→ TASK TO CARRY OUT: Once the line containing "Each instance of the fingernail" is found, set down that line and each one after it exactly, through the end of the entries.

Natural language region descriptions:
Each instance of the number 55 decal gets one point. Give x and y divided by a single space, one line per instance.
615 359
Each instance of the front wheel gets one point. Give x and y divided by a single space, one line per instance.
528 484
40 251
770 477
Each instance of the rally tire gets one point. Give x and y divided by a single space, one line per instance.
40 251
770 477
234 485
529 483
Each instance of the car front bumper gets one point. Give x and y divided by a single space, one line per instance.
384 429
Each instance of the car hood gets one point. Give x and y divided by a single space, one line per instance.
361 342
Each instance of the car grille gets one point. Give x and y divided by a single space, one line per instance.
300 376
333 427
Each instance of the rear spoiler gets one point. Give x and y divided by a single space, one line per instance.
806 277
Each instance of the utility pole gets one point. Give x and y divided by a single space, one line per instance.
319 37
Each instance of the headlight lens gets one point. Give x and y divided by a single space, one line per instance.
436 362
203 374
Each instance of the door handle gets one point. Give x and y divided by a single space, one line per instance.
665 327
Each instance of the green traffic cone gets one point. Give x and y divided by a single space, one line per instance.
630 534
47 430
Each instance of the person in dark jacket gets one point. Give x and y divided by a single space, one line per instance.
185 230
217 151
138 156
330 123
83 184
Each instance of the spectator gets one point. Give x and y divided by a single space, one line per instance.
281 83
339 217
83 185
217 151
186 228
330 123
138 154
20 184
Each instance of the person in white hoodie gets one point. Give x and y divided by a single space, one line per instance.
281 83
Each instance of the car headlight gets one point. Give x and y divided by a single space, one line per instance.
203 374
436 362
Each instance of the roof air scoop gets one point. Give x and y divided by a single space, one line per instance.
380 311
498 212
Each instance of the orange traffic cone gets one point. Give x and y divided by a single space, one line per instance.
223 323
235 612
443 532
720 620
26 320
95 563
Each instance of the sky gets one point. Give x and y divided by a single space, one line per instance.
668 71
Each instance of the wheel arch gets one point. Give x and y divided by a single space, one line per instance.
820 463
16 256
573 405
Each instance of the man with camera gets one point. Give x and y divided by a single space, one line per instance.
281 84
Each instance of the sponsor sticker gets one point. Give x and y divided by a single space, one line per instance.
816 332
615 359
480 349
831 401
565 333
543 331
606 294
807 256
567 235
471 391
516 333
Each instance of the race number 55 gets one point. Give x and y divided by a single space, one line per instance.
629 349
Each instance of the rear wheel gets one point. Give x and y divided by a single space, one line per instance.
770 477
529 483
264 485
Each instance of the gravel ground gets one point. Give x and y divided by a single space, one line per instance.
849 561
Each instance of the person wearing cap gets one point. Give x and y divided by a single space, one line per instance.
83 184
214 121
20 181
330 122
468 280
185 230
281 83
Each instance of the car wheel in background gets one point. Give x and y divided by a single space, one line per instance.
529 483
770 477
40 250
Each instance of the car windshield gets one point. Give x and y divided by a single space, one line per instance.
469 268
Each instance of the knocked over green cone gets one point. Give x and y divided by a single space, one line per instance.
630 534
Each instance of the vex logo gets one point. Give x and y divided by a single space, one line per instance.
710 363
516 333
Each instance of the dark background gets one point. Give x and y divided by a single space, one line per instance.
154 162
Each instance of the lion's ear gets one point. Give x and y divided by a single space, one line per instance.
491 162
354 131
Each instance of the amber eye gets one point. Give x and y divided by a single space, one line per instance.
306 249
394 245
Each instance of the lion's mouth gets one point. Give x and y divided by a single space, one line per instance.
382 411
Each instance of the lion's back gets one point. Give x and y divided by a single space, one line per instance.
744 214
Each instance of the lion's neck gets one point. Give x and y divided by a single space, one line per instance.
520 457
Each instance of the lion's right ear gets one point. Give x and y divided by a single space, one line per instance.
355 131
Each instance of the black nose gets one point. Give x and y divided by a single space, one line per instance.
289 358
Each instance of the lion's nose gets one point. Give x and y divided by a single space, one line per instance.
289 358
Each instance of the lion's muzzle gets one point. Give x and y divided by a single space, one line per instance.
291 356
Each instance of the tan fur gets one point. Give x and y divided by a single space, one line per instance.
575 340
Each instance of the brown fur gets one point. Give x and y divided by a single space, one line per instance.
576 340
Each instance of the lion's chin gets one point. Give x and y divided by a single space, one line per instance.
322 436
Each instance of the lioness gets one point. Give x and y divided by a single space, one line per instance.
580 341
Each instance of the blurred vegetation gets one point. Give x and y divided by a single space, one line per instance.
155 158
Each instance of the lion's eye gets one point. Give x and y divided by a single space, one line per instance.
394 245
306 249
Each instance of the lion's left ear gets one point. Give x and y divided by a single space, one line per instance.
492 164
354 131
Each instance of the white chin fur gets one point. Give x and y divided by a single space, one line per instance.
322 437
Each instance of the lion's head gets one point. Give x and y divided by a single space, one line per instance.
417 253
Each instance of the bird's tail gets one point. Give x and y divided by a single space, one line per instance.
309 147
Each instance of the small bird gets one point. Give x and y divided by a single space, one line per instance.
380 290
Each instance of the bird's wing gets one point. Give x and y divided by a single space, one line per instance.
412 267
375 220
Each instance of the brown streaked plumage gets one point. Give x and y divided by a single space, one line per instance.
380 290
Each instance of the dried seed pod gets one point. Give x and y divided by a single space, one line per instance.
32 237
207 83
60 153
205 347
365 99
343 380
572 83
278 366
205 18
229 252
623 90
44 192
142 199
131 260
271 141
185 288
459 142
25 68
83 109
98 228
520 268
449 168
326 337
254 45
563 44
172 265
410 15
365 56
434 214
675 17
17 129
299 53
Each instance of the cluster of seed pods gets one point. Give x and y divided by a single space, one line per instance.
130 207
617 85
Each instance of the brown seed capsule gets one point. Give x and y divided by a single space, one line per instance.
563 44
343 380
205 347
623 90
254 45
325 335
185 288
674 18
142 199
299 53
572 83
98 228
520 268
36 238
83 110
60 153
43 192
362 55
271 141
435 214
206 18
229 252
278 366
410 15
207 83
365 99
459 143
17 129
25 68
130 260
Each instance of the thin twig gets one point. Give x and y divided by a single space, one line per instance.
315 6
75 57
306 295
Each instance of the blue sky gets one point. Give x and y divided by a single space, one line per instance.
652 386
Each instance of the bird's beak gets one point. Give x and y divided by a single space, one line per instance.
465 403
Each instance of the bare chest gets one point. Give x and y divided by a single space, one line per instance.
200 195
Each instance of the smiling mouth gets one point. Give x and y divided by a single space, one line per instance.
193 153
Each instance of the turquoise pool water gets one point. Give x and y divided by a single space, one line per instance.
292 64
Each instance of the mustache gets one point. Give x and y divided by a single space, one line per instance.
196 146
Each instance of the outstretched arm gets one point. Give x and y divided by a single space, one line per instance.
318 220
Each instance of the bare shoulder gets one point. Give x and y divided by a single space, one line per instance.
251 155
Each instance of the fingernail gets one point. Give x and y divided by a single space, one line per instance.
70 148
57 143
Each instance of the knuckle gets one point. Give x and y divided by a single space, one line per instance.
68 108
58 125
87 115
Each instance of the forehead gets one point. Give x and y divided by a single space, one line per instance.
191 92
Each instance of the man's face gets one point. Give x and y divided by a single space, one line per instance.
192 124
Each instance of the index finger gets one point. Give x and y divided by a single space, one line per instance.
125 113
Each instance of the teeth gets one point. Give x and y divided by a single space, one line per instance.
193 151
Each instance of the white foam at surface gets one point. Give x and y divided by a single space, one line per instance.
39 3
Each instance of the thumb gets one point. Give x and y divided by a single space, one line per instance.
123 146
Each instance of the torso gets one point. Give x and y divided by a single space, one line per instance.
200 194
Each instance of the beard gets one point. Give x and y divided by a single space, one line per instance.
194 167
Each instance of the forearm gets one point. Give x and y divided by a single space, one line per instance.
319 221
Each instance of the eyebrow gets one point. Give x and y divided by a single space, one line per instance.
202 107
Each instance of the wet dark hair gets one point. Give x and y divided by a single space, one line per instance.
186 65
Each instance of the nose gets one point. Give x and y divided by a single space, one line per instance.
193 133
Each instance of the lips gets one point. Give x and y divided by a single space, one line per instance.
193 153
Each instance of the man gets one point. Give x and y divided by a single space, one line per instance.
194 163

→ RESPONSE TO THE EXERCISE:
Each instance of the fingernail gets one point. Give x and y divided by a single space, one line per instance.
70 148
57 143
Each instance of the knuckle gets one point. Give x and y divided by a single space, one line per instance.
68 108
58 125
87 115
Each instance of the forehead gets one point. Give x and y divided by a single space, one line per instance.
191 92
Each instance of the man's face gets one point. Give x and y divided by a single space, one line per instance.
192 124
Each instance of the index finger gets one point. Give x and y divided by a single space, one line per instance.
125 113
Each instance of the teeth gets one point. Give x and y divided by a single space, one line per instance.
193 151
Each instance of the white foam at surface gets one point. Give x and y divided by a single space, one line per instance.
39 3
Each instance of the thumb gets one point. Give x and y divided by a single space, one line per instance.
123 146
Each instance of the torso gets one point. Give x and y divided by a single space, one line per instance.
200 194
Each instance of the beard gets one point. Give x and y divided by a single space, one line per instance.
194 167
Each instance of the forearm gets one point. Give x and y divided by a single space, one line per instance.
319 221
Each instance of the eyebrow gets one point. Give x and y divided by a single space, one line per instance.
202 107
Each instance of the wet dark hair gets one point. Give x and y divided by a single space, one line per instance.
186 65
Each instance of the nose gets one point. Give x and y divided by a single space, one line per instance.
193 133
Each instance of the lips gets one point. Give x and y divided by a single space, one line per instance.
193 153
Each instance of the man gets one point. Give x and y divided by a single space, one line per instance.
194 163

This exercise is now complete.